Text excerpt section start

Neutrophils are a type of white blood cell involved in a number of different immune responses. They have a relatively short lifespan in the body, and an ANC can provide an excellent snapshot of current immune function. In the test, the technicians look both at mature neutrophils, and immature cells that will differentiate into neutrophils, to project the patient's count over the days to come in addition to determining how many cells are active at the moment.
If the absolute neutrophil count is above 1,500, it is within normal range. Counts below 1,000 indicate mild neutropenia. The patient is at risk for infection, but the risk is relatively low as long as the patient exercises commonsense precautions. Counts of 500 or less are in the danger zone. The patient's immune system is highly compromised and the patient will not be able to fight off infection. For the patient's safety, contact with other people should be limited to individuals known to be healthy.
When neutrophil counts start to dip, patients may be advised to take special precautions to avoid infection. Washing hands to limit the spread of infection is recommended, along with avoiding crowded environments, where numerous people may be carrying infections that are minor for them, and potentially serious for someone with a compromised immune system. In individuals with very low counts, hospitalization may be recommended for safety or the patient may be advised to stay at home and limit access to healthy family members and caregivers.

Text excerpt section end
Data section section start

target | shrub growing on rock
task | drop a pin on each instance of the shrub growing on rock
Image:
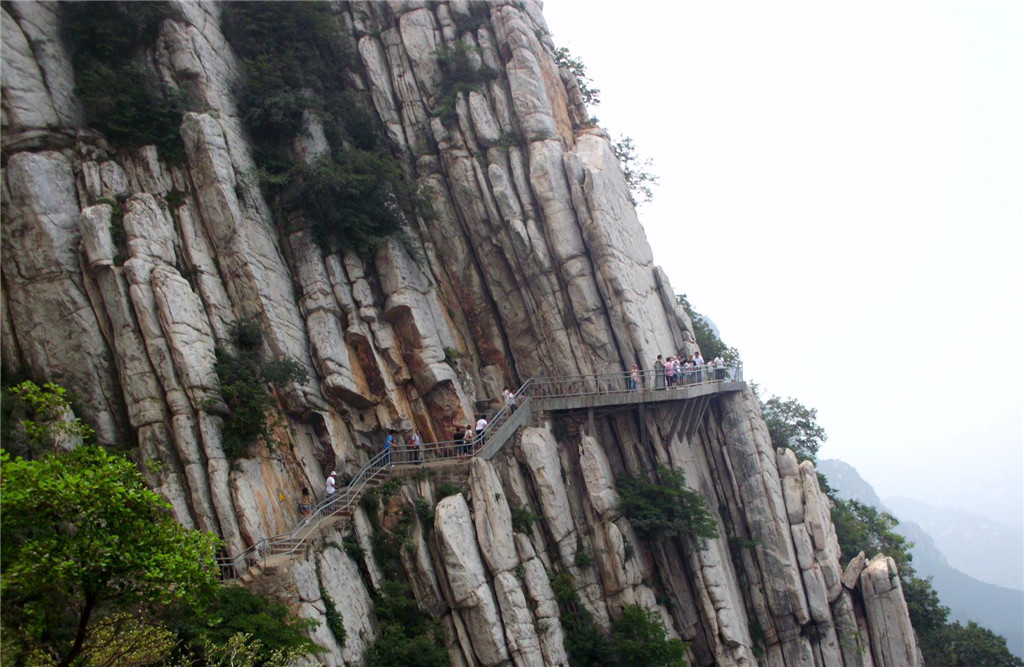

Data section section end

- **Exercise aim**
Continue the text on absolute neutrophil counts, starting after its last sentence.

- **Result for this task**
Doctors can request an absolute neutrophil count on a patient undergoing chemotherapy to see how well the patient is responding and to identify potential risks to the patient. This, along with other lab tests, is used to monitor patient progress during chemotherapy treatments. If the patient is not responding, a new treatment plan may be developed with secondary chemotherapy drugs to see if the patient's cancer will respond to those drugs.
When I suffered from exhaustion a few different times as a teenager, I was tested for low neutrophils as well things like mono and anemia. I think having low neutrophils would be a scary thing, since it can indicate such serious other problems.